◆ Data provided:

────────────────

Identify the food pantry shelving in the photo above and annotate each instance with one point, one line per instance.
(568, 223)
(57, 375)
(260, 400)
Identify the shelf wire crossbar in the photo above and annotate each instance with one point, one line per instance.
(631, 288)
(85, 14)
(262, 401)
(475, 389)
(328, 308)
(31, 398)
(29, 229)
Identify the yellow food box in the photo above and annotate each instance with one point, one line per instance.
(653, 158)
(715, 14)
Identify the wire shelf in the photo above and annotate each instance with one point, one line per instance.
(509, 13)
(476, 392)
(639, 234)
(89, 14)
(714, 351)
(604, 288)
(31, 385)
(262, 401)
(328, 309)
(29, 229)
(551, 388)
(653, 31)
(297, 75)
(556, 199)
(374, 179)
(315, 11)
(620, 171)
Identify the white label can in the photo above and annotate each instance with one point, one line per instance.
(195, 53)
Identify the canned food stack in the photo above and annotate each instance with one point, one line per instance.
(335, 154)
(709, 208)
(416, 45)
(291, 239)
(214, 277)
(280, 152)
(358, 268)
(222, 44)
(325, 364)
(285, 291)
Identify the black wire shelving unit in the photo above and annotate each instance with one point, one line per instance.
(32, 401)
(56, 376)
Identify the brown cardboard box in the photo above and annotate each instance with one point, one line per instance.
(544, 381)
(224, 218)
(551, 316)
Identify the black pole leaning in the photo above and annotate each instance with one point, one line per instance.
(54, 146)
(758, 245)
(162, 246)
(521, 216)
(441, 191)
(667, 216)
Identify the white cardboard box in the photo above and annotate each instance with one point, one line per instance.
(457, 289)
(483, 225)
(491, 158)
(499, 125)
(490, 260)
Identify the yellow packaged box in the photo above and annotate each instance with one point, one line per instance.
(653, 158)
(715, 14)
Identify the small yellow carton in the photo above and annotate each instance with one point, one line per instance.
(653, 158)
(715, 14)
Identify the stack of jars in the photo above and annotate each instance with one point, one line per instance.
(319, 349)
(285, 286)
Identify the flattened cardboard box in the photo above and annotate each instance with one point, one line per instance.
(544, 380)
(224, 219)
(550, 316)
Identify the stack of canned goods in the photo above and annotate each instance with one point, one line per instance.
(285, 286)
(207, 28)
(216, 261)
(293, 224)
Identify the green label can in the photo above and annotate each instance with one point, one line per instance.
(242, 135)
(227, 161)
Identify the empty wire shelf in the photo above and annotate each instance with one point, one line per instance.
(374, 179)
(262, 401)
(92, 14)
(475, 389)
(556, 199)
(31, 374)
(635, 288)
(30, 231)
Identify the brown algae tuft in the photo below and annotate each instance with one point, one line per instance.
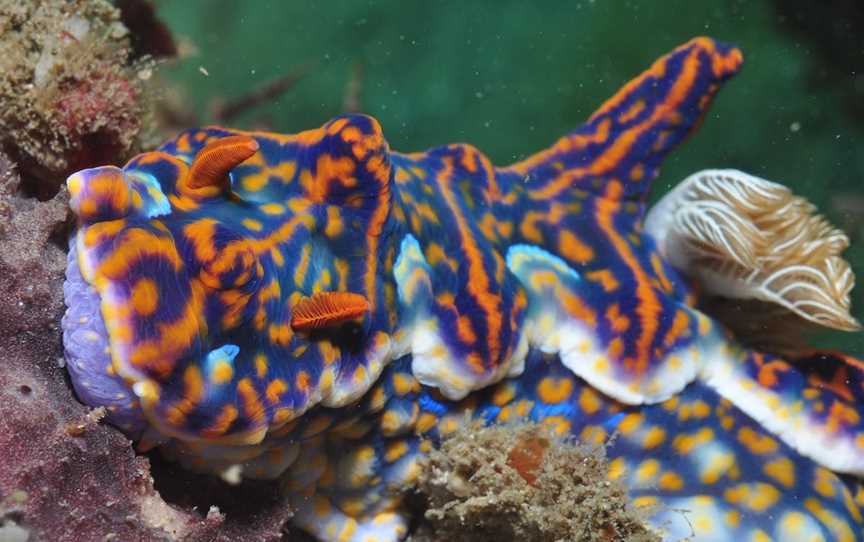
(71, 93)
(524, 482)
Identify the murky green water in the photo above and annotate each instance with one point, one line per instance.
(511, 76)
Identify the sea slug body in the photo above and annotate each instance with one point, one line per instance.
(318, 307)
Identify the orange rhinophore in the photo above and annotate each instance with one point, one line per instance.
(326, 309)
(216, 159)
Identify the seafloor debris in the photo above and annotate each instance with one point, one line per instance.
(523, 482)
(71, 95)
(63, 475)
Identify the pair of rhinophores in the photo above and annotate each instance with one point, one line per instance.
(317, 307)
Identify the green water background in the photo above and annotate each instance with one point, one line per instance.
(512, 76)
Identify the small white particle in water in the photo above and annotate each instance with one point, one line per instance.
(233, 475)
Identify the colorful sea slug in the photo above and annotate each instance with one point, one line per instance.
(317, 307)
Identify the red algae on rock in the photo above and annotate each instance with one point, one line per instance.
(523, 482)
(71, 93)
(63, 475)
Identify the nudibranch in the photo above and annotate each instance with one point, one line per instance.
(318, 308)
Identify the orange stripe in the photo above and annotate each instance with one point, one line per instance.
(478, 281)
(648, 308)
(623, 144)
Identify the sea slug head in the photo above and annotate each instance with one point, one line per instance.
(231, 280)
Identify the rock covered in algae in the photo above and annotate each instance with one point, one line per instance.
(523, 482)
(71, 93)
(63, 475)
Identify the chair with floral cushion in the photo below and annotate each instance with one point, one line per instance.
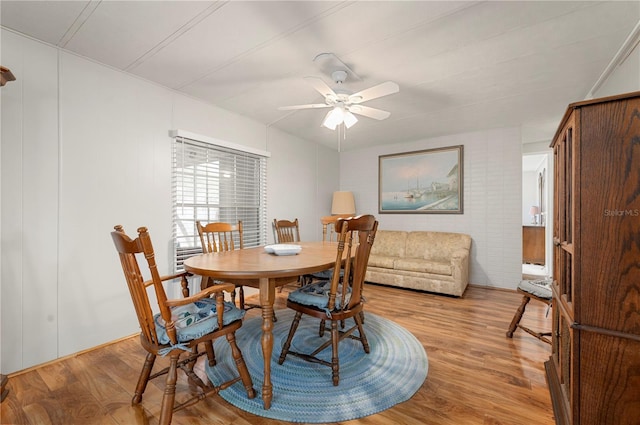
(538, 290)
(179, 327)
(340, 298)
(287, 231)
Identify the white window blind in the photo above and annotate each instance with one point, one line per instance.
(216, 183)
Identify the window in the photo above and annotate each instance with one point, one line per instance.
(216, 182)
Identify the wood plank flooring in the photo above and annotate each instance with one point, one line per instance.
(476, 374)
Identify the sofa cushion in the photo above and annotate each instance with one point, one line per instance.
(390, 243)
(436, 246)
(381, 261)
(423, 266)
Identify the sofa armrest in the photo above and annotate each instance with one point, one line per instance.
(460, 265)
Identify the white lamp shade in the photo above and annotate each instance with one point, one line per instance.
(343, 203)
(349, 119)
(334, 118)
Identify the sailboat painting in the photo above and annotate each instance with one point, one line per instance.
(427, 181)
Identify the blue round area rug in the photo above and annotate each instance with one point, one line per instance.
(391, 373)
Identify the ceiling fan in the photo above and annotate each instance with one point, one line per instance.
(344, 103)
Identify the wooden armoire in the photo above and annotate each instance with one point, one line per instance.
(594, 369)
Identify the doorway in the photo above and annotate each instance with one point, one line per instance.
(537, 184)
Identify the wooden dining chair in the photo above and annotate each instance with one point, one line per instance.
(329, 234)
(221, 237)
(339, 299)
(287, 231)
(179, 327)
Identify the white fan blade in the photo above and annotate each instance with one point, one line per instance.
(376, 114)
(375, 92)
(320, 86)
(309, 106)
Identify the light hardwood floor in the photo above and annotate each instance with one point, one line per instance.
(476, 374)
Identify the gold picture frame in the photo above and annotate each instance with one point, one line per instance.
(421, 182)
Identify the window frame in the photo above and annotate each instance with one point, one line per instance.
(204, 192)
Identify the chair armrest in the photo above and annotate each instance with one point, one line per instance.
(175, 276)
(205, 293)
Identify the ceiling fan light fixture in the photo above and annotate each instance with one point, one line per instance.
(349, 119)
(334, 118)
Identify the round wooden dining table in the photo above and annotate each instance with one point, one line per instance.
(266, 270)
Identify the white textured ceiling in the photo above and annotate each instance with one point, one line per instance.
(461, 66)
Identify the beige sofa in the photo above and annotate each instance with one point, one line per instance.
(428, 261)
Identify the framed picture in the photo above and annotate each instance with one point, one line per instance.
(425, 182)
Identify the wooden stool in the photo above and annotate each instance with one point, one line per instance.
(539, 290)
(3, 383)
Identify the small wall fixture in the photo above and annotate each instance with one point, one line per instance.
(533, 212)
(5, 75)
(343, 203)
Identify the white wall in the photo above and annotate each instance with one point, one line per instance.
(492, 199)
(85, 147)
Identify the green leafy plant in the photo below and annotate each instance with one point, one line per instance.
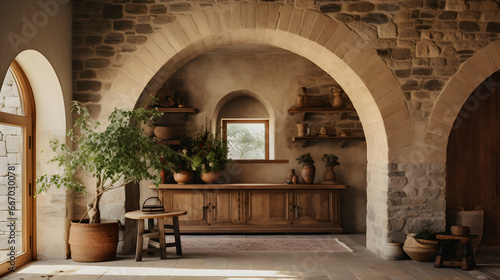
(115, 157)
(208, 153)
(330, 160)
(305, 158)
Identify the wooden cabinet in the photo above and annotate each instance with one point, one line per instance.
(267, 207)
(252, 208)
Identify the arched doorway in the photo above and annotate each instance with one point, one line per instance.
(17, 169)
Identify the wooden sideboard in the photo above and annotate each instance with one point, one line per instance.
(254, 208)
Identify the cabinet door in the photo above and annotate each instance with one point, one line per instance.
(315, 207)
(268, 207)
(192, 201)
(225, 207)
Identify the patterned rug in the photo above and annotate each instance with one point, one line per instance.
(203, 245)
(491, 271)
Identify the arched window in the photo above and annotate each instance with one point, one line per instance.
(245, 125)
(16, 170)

────────────────

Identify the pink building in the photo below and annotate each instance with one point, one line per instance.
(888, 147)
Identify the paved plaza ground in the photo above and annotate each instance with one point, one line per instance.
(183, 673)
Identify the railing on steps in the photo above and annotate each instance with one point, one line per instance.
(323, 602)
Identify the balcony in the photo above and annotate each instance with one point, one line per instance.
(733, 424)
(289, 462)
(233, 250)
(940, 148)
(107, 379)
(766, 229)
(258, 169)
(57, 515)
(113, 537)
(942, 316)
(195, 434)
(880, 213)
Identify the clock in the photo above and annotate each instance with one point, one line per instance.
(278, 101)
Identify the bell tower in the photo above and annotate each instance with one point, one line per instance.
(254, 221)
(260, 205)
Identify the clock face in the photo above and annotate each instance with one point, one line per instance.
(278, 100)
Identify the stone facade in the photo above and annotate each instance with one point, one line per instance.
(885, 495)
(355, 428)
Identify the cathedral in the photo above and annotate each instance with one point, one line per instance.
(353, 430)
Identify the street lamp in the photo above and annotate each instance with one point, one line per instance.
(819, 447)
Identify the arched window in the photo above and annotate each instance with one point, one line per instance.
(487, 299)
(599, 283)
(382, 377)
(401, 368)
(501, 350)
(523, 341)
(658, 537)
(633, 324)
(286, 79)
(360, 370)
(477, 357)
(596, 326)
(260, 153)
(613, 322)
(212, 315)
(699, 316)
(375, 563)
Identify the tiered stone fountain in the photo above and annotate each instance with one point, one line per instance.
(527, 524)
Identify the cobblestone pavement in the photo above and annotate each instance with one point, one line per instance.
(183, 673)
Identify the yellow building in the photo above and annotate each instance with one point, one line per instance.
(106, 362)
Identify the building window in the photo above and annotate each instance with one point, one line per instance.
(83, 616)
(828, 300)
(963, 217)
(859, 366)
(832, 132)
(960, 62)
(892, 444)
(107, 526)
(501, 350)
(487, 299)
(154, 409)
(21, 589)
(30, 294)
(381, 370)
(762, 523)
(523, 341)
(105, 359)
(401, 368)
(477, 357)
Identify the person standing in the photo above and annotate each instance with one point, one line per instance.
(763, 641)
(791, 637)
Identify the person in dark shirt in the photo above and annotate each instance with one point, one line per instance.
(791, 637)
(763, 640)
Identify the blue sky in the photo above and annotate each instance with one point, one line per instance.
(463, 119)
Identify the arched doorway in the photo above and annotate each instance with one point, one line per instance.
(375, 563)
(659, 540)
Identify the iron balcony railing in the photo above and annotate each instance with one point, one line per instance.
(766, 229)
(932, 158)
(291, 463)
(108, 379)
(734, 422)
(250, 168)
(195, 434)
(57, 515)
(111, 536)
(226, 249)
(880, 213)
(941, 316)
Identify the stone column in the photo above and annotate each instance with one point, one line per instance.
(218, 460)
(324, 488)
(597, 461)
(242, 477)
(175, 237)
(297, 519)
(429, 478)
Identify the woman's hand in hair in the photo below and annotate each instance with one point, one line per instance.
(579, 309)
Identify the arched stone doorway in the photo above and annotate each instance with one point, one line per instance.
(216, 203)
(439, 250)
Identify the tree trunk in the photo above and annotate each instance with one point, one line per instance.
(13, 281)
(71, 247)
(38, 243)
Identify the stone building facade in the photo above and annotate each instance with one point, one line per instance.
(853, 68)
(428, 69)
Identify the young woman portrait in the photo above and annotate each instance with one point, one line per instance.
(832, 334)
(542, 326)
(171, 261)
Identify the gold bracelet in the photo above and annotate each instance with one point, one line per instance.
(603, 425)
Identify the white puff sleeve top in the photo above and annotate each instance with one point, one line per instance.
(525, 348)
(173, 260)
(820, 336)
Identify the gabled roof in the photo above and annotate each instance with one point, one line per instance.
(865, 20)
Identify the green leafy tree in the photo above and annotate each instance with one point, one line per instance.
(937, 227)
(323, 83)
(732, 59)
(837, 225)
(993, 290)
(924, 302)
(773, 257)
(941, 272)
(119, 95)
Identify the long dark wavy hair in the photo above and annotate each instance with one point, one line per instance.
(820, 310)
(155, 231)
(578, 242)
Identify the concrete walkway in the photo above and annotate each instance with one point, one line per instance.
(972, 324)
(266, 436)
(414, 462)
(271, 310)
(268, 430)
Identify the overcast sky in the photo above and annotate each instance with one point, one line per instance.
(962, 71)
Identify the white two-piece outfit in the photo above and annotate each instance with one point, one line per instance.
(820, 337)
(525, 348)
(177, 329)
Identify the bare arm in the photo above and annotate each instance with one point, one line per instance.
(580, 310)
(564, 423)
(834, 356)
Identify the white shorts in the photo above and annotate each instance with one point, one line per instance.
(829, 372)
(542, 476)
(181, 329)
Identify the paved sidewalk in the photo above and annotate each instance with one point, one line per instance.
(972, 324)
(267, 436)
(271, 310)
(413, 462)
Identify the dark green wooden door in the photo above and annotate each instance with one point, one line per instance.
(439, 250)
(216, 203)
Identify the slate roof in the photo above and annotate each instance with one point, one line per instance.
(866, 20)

────────────────

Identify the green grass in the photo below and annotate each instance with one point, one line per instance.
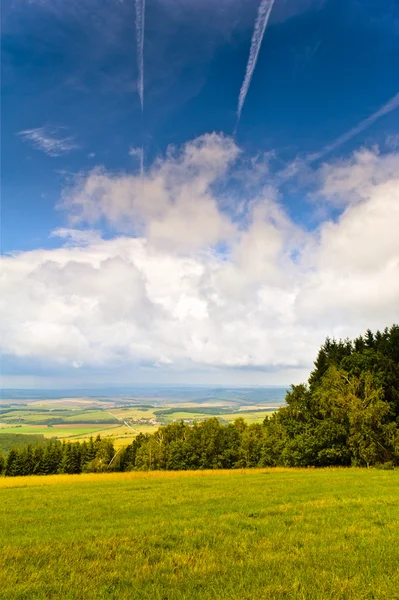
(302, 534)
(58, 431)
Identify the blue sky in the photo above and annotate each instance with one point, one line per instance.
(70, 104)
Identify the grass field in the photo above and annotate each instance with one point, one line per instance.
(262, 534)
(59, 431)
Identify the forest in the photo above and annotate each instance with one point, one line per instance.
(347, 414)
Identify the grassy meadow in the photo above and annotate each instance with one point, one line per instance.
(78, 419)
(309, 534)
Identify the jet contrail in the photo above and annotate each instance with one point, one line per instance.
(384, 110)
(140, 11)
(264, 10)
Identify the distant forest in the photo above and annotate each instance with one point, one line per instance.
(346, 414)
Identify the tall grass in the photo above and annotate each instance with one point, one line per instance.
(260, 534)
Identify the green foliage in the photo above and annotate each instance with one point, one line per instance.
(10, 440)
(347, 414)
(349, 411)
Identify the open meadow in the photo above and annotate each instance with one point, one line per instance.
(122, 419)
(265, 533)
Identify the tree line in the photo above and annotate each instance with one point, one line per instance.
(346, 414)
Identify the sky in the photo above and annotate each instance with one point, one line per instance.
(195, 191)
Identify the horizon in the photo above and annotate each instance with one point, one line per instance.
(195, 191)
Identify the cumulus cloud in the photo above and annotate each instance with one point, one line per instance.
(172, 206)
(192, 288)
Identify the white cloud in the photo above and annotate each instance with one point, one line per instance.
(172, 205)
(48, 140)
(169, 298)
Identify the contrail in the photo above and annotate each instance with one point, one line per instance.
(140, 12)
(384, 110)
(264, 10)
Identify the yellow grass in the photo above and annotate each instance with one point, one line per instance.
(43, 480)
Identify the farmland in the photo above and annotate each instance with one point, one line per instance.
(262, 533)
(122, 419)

────────────────

◆ Set exercise: Filter the data above, keeping only those lines that contain the word "light".

◆ Written solution:
Identify the light hardwood floor in the photo above and annotate each instance with one point, one line per instance.
Identify the ceiling fan light fixture in the photo above and annotate each instance with one point, one line per instance.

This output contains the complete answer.